● **JOB**: Pull out each line in the items below that contains the word "concrete", copying every such line in full.

** start DATASET EXTRACT **

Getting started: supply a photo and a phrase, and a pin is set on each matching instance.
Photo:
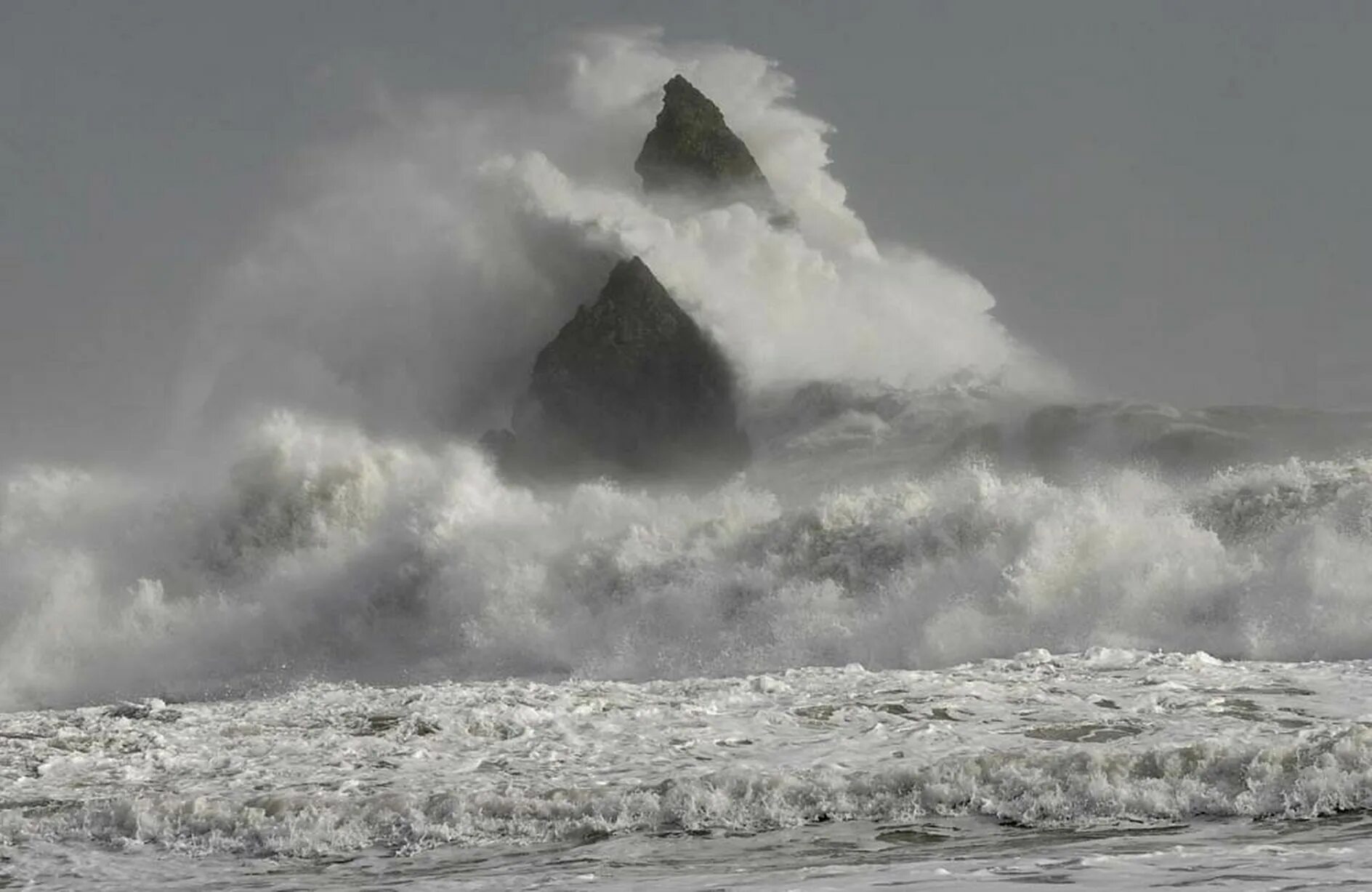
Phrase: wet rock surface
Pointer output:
(629, 387)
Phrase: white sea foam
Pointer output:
(324, 552)
(1078, 742)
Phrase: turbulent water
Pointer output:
(956, 623)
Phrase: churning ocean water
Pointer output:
(956, 624)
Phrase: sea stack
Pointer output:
(690, 150)
(630, 387)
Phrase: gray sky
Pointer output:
(1172, 199)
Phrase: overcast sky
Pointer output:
(1172, 199)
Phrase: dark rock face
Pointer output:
(692, 150)
(630, 387)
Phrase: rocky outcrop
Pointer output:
(692, 150)
(630, 387)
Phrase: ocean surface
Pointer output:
(961, 622)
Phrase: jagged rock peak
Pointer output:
(630, 386)
(690, 147)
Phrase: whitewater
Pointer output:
(961, 621)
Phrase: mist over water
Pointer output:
(323, 513)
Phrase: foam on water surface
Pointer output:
(1107, 740)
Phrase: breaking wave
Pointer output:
(908, 507)
(326, 553)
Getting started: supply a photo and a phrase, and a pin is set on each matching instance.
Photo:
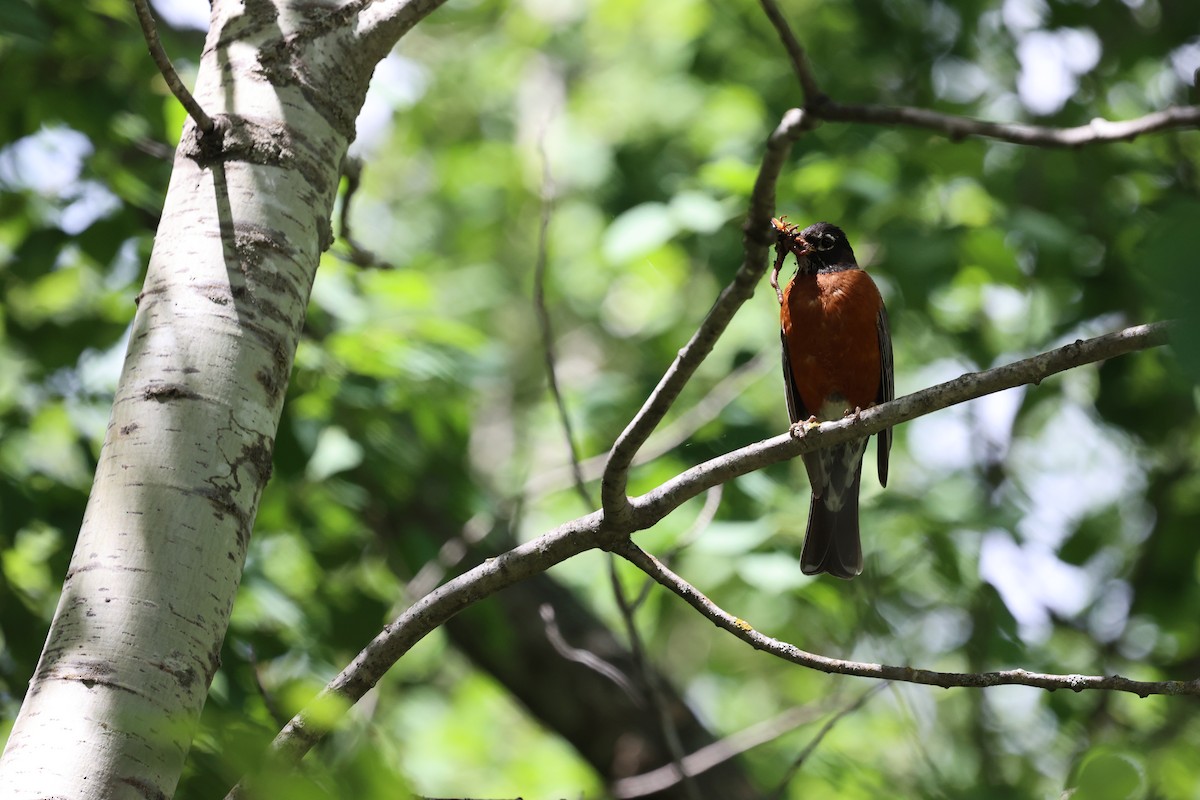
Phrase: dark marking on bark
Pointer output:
(274, 379)
(185, 675)
(166, 392)
(240, 138)
(214, 661)
(143, 787)
(324, 234)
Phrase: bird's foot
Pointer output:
(799, 428)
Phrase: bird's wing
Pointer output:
(887, 386)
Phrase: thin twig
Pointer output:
(703, 519)
(813, 94)
(359, 256)
(786, 651)
(1098, 131)
(653, 691)
(593, 530)
(820, 735)
(717, 753)
(756, 241)
(167, 68)
(586, 657)
(819, 106)
(673, 433)
(547, 336)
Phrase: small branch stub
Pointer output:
(203, 121)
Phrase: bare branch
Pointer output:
(819, 106)
(786, 651)
(667, 497)
(958, 127)
(813, 94)
(167, 68)
(756, 242)
(673, 433)
(593, 530)
(586, 657)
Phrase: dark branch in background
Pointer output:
(585, 657)
(719, 752)
(820, 107)
(786, 651)
(813, 94)
(781, 791)
(547, 337)
(705, 518)
(673, 433)
(653, 691)
(162, 61)
(756, 242)
(592, 531)
(359, 254)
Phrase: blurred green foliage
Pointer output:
(1051, 528)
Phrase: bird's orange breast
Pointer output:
(831, 324)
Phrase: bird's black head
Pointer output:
(825, 247)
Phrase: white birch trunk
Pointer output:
(137, 635)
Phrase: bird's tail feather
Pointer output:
(832, 542)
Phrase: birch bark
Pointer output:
(137, 635)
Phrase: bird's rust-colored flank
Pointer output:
(837, 360)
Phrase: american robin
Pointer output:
(837, 361)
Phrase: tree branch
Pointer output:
(958, 127)
(167, 68)
(819, 106)
(669, 495)
(813, 94)
(756, 241)
(706, 758)
(786, 651)
(593, 530)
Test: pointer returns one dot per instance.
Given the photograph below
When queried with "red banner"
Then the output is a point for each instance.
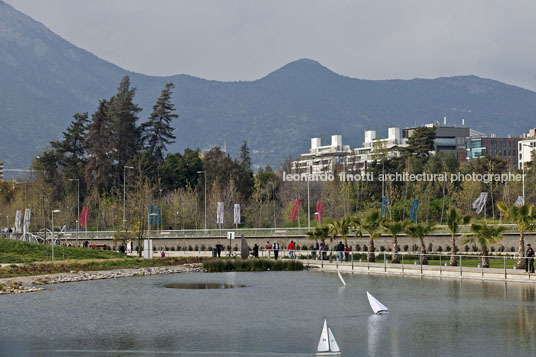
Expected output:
(319, 211)
(294, 212)
(84, 216)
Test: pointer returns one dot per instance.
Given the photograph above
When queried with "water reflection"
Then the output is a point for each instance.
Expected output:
(375, 328)
(197, 286)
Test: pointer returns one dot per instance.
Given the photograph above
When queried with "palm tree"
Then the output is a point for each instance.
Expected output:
(454, 221)
(395, 229)
(341, 228)
(319, 233)
(419, 231)
(523, 217)
(371, 223)
(484, 235)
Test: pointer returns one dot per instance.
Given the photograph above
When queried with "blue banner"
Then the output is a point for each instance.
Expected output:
(413, 210)
(385, 205)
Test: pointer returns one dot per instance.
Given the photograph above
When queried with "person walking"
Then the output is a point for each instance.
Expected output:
(340, 249)
(529, 267)
(268, 247)
(219, 248)
(291, 249)
(323, 250)
(275, 248)
(347, 253)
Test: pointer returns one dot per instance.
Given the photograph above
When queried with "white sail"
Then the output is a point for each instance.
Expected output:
(333, 346)
(340, 277)
(376, 306)
(323, 344)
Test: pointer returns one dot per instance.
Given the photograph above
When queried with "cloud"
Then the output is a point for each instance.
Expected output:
(244, 40)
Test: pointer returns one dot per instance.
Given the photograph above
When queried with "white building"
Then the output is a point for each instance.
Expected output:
(526, 147)
(339, 157)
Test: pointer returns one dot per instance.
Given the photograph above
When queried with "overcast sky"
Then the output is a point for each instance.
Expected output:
(246, 39)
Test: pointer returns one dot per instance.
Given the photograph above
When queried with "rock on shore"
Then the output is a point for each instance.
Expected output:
(31, 284)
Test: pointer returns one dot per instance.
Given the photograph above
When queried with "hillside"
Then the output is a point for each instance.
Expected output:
(45, 79)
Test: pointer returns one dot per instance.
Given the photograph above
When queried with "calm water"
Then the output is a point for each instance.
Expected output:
(278, 313)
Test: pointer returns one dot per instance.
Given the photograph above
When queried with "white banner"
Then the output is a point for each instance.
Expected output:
(147, 248)
(27, 217)
(520, 201)
(480, 202)
(237, 213)
(219, 213)
(18, 221)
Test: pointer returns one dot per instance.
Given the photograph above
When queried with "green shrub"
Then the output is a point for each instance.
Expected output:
(222, 265)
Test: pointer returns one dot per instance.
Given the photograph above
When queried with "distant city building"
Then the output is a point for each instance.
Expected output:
(526, 147)
(465, 143)
(339, 157)
(449, 139)
(500, 148)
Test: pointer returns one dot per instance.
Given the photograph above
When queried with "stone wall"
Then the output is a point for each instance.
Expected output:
(508, 241)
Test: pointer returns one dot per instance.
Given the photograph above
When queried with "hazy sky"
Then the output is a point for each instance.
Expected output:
(246, 39)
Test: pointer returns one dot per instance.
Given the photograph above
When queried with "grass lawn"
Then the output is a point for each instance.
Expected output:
(41, 268)
(14, 251)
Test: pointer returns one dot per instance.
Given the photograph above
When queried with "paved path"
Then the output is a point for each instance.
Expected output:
(510, 275)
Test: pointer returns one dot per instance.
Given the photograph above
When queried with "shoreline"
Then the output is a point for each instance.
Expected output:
(34, 283)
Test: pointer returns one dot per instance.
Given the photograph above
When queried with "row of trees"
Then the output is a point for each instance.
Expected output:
(373, 224)
(112, 152)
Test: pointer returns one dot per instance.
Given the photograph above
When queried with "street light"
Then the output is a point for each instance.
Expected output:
(205, 172)
(125, 190)
(53, 240)
(78, 216)
(523, 167)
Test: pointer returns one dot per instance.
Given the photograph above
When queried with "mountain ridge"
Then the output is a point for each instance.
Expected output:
(44, 80)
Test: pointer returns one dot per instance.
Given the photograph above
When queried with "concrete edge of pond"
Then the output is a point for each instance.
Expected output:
(432, 271)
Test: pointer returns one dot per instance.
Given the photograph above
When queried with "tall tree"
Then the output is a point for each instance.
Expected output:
(395, 229)
(371, 223)
(125, 133)
(341, 228)
(524, 217)
(485, 235)
(419, 231)
(71, 149)
(421, 142)
(157, 132)
(245, 158)
(454, 221)
(98, 144)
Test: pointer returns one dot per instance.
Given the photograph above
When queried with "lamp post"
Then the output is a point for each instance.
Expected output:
(205, 173)
(78, 203)
(125, 190)
(523, 168)
(53, 240)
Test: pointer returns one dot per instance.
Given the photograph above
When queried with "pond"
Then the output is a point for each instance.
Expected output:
(273, 313)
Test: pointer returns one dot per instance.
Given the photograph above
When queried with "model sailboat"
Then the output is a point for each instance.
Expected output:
(327, 346)
(376, 306)
(340, 277)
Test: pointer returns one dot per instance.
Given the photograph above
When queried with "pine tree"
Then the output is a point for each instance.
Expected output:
(70, 151)
(157, 132)
(421, 142)
(245, 158)
(98, 145)
(123, 116)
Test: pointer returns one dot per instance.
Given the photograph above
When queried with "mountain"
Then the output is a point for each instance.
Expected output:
(44, 80)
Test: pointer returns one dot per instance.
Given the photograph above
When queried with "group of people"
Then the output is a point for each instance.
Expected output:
(275, 248)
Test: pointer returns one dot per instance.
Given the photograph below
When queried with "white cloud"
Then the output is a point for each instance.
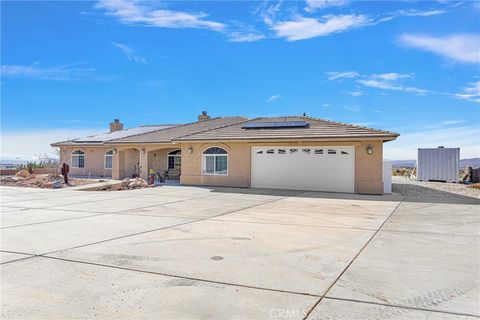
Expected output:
(419, 13)
(130, 53)
(26, 144)
(352, 108)
(356, 93)
(458, 47)
(134, 13)
(59, 72)
(300, 28)
(314, 5)
(274, 98)
(333, 75)
(389, 81)
(471, 93)
(239, 36)
(451, 122)
(406, 146)
(391, 76)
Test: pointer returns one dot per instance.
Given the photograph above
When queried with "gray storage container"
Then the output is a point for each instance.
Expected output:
(438, 164)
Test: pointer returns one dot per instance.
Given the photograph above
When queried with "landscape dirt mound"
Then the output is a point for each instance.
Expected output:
(49, 181)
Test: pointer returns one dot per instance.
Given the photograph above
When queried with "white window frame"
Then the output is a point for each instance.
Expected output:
(204, 162)
(105, 159)
(83, 153)
(173, 156)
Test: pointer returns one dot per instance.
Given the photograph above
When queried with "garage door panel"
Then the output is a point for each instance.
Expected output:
(304, 168)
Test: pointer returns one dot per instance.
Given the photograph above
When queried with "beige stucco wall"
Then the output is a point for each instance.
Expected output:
(157, 159)
(94, 161)
(368, 168)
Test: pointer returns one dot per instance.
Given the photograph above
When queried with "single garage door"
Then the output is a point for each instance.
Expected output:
(304, 168)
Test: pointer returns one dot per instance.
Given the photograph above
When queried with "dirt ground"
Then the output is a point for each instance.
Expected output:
(43, 181)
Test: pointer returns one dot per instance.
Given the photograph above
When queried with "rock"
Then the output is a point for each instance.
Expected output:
(125, 182)
(11, 179)
(57, 184)
(23, 174)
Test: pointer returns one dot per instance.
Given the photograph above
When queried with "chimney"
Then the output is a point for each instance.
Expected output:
(204, 116)
(116, 125)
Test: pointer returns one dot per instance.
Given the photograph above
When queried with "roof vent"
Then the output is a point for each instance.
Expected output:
(203, 116)
(116, 125)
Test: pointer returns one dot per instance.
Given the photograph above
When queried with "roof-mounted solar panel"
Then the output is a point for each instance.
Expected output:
(275, 125)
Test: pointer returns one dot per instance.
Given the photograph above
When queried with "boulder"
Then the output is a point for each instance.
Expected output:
(23, 174)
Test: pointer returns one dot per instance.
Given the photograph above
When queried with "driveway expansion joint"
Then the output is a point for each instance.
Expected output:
(354, 258)
(180, 277)
(400, 306)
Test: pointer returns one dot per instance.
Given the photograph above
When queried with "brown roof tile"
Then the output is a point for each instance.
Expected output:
(167, 135)
(317, 129)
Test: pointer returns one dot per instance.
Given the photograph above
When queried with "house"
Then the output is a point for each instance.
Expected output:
(294, 152)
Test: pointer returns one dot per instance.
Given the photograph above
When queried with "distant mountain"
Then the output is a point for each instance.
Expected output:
(474, 162)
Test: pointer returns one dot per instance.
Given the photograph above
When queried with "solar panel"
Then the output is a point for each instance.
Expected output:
(275, 125)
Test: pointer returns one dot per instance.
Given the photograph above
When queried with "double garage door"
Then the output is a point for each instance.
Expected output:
(304, 168)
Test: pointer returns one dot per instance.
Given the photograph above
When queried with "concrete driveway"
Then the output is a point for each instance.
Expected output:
(189, 253)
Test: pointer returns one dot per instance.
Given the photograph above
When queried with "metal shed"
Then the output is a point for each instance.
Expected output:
(438, 164)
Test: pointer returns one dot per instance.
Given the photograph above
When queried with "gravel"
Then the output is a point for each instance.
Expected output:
(423, 189)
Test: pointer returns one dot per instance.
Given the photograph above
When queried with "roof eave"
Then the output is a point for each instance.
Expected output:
(296, 138)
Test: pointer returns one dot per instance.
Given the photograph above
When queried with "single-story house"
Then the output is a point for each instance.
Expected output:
(293, 152)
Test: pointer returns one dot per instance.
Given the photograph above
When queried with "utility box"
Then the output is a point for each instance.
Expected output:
(387, 176)
(438, 164)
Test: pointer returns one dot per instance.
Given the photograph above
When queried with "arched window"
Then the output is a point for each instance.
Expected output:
(78, 159)
(174, 159)
(109, 159)
(215, 161)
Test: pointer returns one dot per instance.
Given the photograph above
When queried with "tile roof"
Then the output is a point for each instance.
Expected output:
(317, 129)
(231, 128)
(167, 135)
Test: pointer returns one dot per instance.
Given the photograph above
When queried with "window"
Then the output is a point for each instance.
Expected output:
(215, 161)
(174, 159)
(109, 159)
(78, 159)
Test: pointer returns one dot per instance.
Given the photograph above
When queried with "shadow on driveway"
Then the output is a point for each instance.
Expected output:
(412, 193)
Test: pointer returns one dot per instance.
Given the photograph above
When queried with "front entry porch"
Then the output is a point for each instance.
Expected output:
(165, 162)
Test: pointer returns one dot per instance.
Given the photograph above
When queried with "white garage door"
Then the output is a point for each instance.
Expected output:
(304, 168)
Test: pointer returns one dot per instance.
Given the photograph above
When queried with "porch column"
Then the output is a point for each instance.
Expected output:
(118, 165)
(143, 163)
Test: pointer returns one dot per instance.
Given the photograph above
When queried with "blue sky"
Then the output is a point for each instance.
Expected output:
(68, 68)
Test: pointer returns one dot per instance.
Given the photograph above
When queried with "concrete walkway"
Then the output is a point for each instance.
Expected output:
(187, 253)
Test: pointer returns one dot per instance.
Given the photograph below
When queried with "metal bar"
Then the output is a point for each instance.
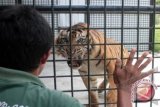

** end DATASET EXTRACT **

● **EXERCISE RESPONSE**:
When queried with "concrete edge of pond"
When queried with "concrete driveway"
When queried with "concrete walkway"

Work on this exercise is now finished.